REQUIRED TASK: In the passage about alien civilizations near Earth, at what distance does the writer say radio signals decay?

Our local neighborhood is REALLY big. Even just the Local Bubble alone. I don't doubt there's alien civilizations out there. But if radio signals decay at 2 ly, and even directed signals have a low chance of being recieved, we have to rely on telescopes and sub-relativistic laser-communication probes, and those might not get back results until the higher end of this century, if we even launch any this century: this might be a very Mars and Venus and Titan and Callisto focused century, which is fine - but it does mean we're not looking far out, and most of our scopes and missions might go to Centauri, Bernard's, maybe Wolf or something of that nature.

But what about, say, Xi Bootis? Procyon? Tau Ceti? 82 Eridani? Omicron 2 Eridani? Epsilon Eridani? Van Maanans? Fomalhaut? Epsilon Indi? Delta Pavois? Sigma Draconis? 61 Cygni? Vega? Gliese 1061, Gliese 876? Gliese 892? These are all within or close to 20ly alone. And further beyond....

I'm a bit optimistic. Maybe something 'reset' the local area so we're not too disparate in technology. Or maybe everyone uploads into a artificial universe defended by drones. Or maybe some are cavemen, some are angels. Maybe the technology plateau is close by, real soon - No fusion, no ftl, nothing fancy than maybe cybernetics and electric cars - or maybe we're on the cusp of breaking new fields and rewriting the laws we know.

Until we get out there and check, even with just probes to report back in 120 years, we can't really say. And even then, we're looking at basically a 'sector' of space 20-30LY wide. Big, but far from the galaxy. Maybe the forerunners migrated to the galactic core to make a super energy rich cluster of computorium brains to live in. Maybe they run around the galaxy, running from each other to avert mutual destruction. So on and so on. But I really doubt that at this time, there's not some counterpart to us writing a similar topic on similar technology in a similar world around a similar sun. Even if they're on the direct opposite side of the galaxy and thus we won't know, I think the math of just, how many exoplanets, even earth sized, around a g class star, in the goldilocks zone, is estimated to be what - in the millions alone? I doubt they're all just empty and waiting for us to terraform the ones closest to us in time.

DATASET SECTION:
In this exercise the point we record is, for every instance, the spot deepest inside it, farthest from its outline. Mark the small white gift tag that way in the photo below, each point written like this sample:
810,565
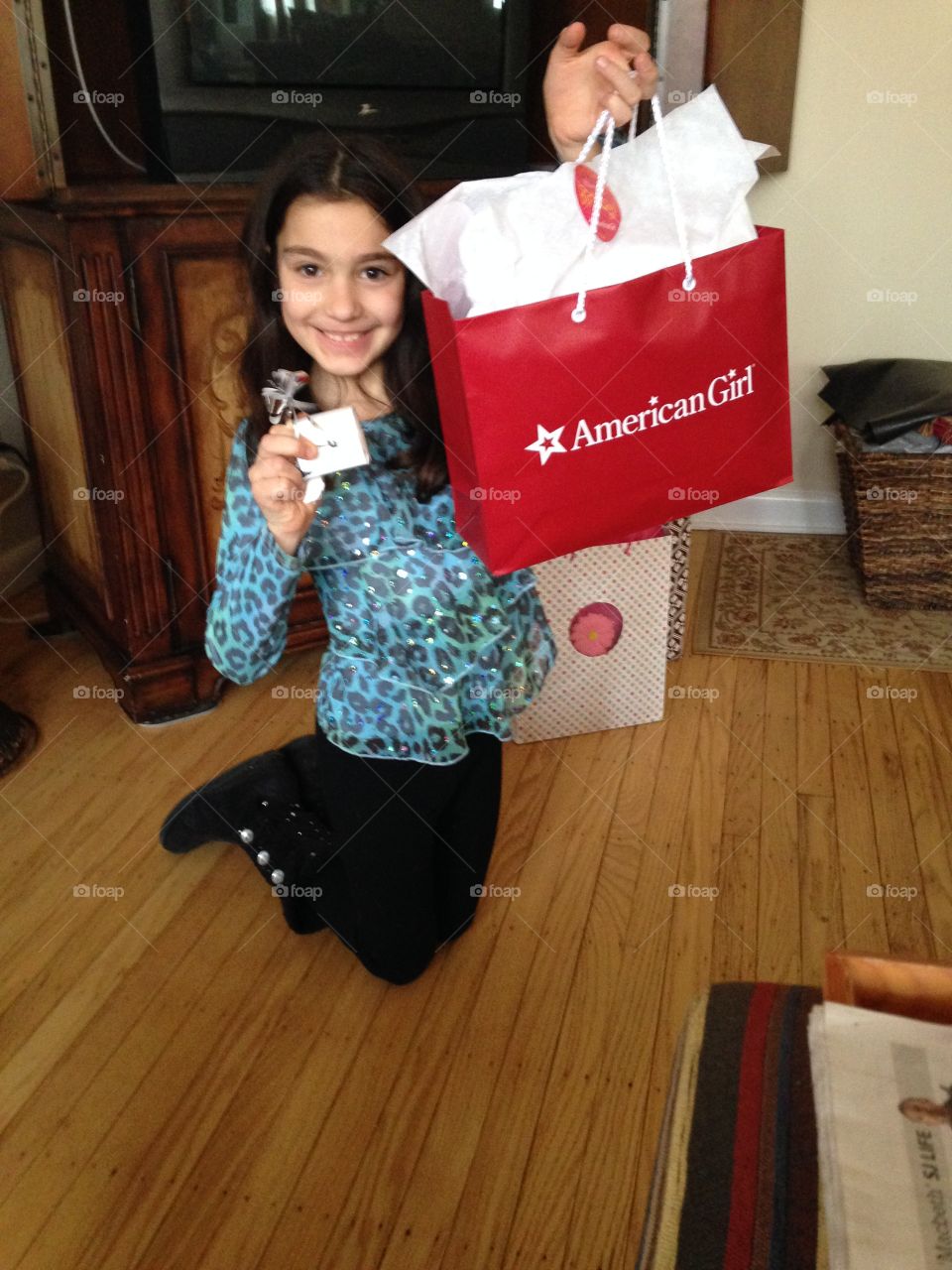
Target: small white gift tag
340,441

THE SOLUTION: At 2 light-years.